--- Start Material for this exercise ---

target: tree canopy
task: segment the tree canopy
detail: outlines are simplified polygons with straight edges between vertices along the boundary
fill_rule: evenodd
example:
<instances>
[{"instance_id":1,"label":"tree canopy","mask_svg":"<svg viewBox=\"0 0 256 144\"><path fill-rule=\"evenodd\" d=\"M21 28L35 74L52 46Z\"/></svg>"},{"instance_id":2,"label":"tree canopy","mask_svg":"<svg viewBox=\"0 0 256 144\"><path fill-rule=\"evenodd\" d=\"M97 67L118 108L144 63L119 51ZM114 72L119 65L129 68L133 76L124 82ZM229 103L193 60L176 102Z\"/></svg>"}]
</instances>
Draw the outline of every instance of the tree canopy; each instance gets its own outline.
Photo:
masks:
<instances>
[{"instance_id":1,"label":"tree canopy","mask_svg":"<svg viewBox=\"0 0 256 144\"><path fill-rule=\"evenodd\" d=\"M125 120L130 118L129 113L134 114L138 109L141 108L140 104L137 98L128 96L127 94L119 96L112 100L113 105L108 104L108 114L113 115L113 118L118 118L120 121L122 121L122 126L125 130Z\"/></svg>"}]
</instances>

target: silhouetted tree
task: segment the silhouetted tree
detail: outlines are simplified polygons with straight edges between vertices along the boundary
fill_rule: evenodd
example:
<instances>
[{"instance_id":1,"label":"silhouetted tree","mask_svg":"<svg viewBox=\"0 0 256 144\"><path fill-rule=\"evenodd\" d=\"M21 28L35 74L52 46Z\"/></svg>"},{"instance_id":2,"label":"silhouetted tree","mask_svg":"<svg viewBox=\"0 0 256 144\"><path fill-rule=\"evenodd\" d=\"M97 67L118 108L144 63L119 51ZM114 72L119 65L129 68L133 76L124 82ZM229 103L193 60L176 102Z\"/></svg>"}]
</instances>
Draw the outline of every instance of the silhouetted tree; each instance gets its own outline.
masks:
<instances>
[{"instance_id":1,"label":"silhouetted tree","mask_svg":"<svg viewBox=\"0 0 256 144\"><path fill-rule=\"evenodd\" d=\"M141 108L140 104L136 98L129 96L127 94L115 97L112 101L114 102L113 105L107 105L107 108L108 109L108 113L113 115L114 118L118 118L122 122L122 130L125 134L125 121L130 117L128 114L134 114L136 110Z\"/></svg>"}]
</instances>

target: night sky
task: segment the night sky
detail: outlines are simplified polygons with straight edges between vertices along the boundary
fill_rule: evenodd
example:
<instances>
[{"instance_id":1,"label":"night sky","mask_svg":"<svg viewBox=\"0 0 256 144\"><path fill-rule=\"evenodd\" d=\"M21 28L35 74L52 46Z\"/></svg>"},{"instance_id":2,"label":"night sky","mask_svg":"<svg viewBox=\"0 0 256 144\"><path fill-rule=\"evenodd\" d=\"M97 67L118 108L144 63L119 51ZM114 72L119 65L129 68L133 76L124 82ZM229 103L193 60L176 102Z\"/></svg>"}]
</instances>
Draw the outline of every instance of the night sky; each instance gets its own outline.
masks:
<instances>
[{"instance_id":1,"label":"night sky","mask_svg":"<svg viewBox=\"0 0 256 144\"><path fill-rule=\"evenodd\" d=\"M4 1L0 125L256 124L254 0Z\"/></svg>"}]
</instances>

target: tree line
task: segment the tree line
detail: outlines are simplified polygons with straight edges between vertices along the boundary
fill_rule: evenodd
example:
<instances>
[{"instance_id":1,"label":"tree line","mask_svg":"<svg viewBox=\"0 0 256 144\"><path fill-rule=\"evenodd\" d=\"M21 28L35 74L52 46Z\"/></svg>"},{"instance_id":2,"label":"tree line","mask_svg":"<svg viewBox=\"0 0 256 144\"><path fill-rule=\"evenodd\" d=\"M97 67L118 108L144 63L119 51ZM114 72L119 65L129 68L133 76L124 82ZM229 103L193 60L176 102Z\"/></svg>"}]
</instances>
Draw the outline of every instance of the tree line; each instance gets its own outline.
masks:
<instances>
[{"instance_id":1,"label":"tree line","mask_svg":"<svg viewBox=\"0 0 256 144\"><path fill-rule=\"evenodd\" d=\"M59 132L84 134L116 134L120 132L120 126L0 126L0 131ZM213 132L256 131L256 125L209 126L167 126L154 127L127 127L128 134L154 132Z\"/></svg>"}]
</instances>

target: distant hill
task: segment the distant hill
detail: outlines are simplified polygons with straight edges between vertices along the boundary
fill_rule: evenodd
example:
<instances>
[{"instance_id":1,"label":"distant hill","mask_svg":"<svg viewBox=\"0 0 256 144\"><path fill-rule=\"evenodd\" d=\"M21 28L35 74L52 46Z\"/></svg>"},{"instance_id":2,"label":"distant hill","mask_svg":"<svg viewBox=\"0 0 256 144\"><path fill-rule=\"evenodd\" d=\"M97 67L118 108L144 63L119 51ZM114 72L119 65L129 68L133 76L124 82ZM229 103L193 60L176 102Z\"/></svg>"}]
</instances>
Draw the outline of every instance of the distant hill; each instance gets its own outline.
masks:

--- End Material for this exercise ---

**Exercise prompt**
Rewrite all of the records above as a JSON list of strings, with one string for each line and no blank lines.

**Solved problem**
[
  "target: tree canopy",
  "task: segment the tree canopy",
  "detail: outlines are simplified polygons with straight edges between vertices along the boundary",
  "fill_rule: evenodd",
  "example:",
  "<instances>",
  "[{\"instance_id\":1,\"label\":\"tree canopy\",\"mask_svg\":\"<svg viewBox=\\\"0 0 256 144\\\"><path fill-rule=\\\"evenodd\\\" d=\\\"M21 28L35 74L52 46Z\\\"/></svg>\"},{\"instance_id\":2,\"label\":\"tree canopy\",\"mask_svg\":\"<svg viewBox=\\\"0 0 256 144\\\"><path fill-rule=\\\"evenodd\\\" d=\\\"M97 67L118 108L144 63L119 51ZM114 72L119 65L129 68L133 76L124 82ZM229 103L193 60L176 102Z\\\"/></svg>\"}]",
  "</instances>",
  "Draw the outline of every instance of the tree canopy; each instance gets its own outline.",
  "Photo:",
  "masks:",
  "<instances>",
  "[{\"instance_id\":1,\"label\":\"tree canopy\",\"mask_svg\":\"<svg viewBox=\\\"0 0 256 144\\\"><path fill-rule=\\\"evenodd\\\" d=\\\"M125 120L130 118L129 113L134 114L138 109L141 108L140 104L137 98L128 96L127 94L119 96L112 100L113 105L108 104L108 114L113 115L113 118L118 118L120 121L122 121L122 126L125 130Z\\\"/></svg>\"}]",
  "</instances>",
  "target: silhouetted tree",
  "task: segment the silhouetted tree",
  "detail: outlines are simplified polygons with straight edges between vertices along the boundary",
  "fill_rule: evenodd",
  "example:",
  "<instances>",
  "[{\"instance_id\":1,\"label\":\"silhouetted tree\",\"mask_svg\":\"<svg viewBox=\\\"0 0 256 144\\\"><path fill-rule=\\\"evenodd\\\" d=\\\"M21 28L35 74L52 46Z\\\"/></svg>\"},{\"instance_id\":2,\"label\":\"silhouetted tree\",\"mask_svg\":\"<svg viewBox=\\\"0 0 256 144\\\"><path fill-rule=\\\"evenodd\\\" d=\\\"M97 67L118 108L144 63L119 51ZM114 72L119 65L129 68L133 76L124 82ZM229 103L193 60L176 102Z\\\"/></svg>\"}]",
  "</instances>",
  "Draw the outline of every instance of the silhouetted tree; each instance gets its own outline.",
  "masks:",
  "<instances>",
  "[{\"instance_id\":1,\"label\":\"silhouetted tree\",\"mask_svg\":\"<svg viewBox=\\\"0 0 256 144\\\"><path fill-rule=\\\"evenodd\\\" d=\\\"M141 108L140 104L136 98L129 96L127 94L115 97L112 101L114 102L113 105L107 105L107 108L108 109L108 113L113 115L114 118L118 118L122 122L122 130L125 134L125 121L130 117L128 114L134 114L136 110Z\\\"/></svg>\"}]",
  "</instances>",
  "target: night sky",
  "task: segment the night sky",
  "detail: outlines are simplified polygons with straight edges between vertices along the boundary",
  "fill_rule: evenodd",
  "example:",
  "<instances>",
  "[{\"instance_id\":1,\"label\":\"night sky\",\"mask_svg\":\"<svg viewBox=\\\"0 0 256 144\\\"><path fill-rule=\\\"evenodd\\\" d=\\\"M21 28L35 74L52 46Z\\\"/></svg>\"},{\"instance_id\":2,\"label\":\"night sky\",\"mask_svg\":\"<svg viewBox=\\\"0 0 256 144\\\"><path fill-rule=\\\"evenodd\\\" d=\\\"M97 67L118 108L144 63L119 51ZM114 72L119 65L129 68L133 76L124 82ZM229 103L193 60L176 102Z\\\"/></svg>\"}]",
  "</instances>",
  "Draw the outline of every instance of the night sky; each instance gets its own outline.",
  "masks:",
  "<instances>",
  "[{\"instance_id\":1,\"label\":\"night sky\",\"mask_svg\":\"<svg viewBox=\\\"0 0 256 144\\\"><path fill-rule=\\\"evenodd\\\" d=\\\"M4 1L0 125L256 124L254 0Z\\\"/></svg>\"}]",
  "</instances>",
  "target: tree line",
  "task: segment the tree line",
  "detail: outlines are simplified polygons with straight edges between vertices along the boundary",
  "fill_rule: evenodd",
  "example:",
  "<instances>",
  "[{\"instance_id\":1,\"label\":\"tree line\",\"mask_svg\":\"<svg viewBox=\\\"0 0 256 144\\\"><path fill-rule=\\\"evenodd\\\" d=\\\"M21 28L35 74L52 46Z\\\"/></svg>\"},{\"instance_id\":2,\"label\":\"tree line\",\"mask_svg\":\"<svg viewBox=\\\"0 0 256 144\\\"><path fill-rule=\\\"evenodd\\\" d=\\\"M97 67L118 108L144 63L119 51ZM114 72L119 65L129 68L133 76L124 82ZM229 103L193 60L176 102Z\\\"/></svg>\"}]",
  "</instances>",
  "Draw the outline of every instance of the tree line; each instance gets its own outline.",
  "masks:",
  "<instances>",
  "[{\"instance_id\":1,\"label\":\"tree line\",\"mask_svg\":\"<svg viewBox=\\\"0 0 256 144\\\"><path fill-rule=\\\"evenodd\\\" d=\\\"M59 132L84 134L116 134L120 132L120 126L0 126L0 131ZM213 132L256 131L256 125L209 126L167 126L154 127L127 127L128 134L154 132Z\\\"/></svg>\"}]",
  "</instances>",
  "target: distant hill",
  "task: segment the distant hill",
  "detail: outlines are simplified polygons with straight edges between vertices along the boundary",
  "fill_rule: evenodd",
  "example:",
  "<instances>",
  "[{\"instance_id\":1,\"label\":\"distant hill\",\"mask_svg\":\"<svg viewBox=\\\"0 0 256 144\\\"><path fill-rule=\\\"evenodd\\\" d=\\\"M21 28L35 74L52 46Z\\\"/></svg>\"},{\"instance_id\":2,\"label\":\"distant hill\",\"mask_svg\":\"<svg viewBox=\\\"0 0 256 144\\\"><path fill-rule=\\\"evenodd\\\" d=\\\"M97 67L118 108L144 63L119 51ZM114 72L119 65L129 68L133 76L124 82ZM229 103L193 60L176 102Z\\\"/></svg>\"}]",
  "</instances>",
  "Draw the outline of every instance of the distant hill; each instance gets its own outline.",
  "masks:"
]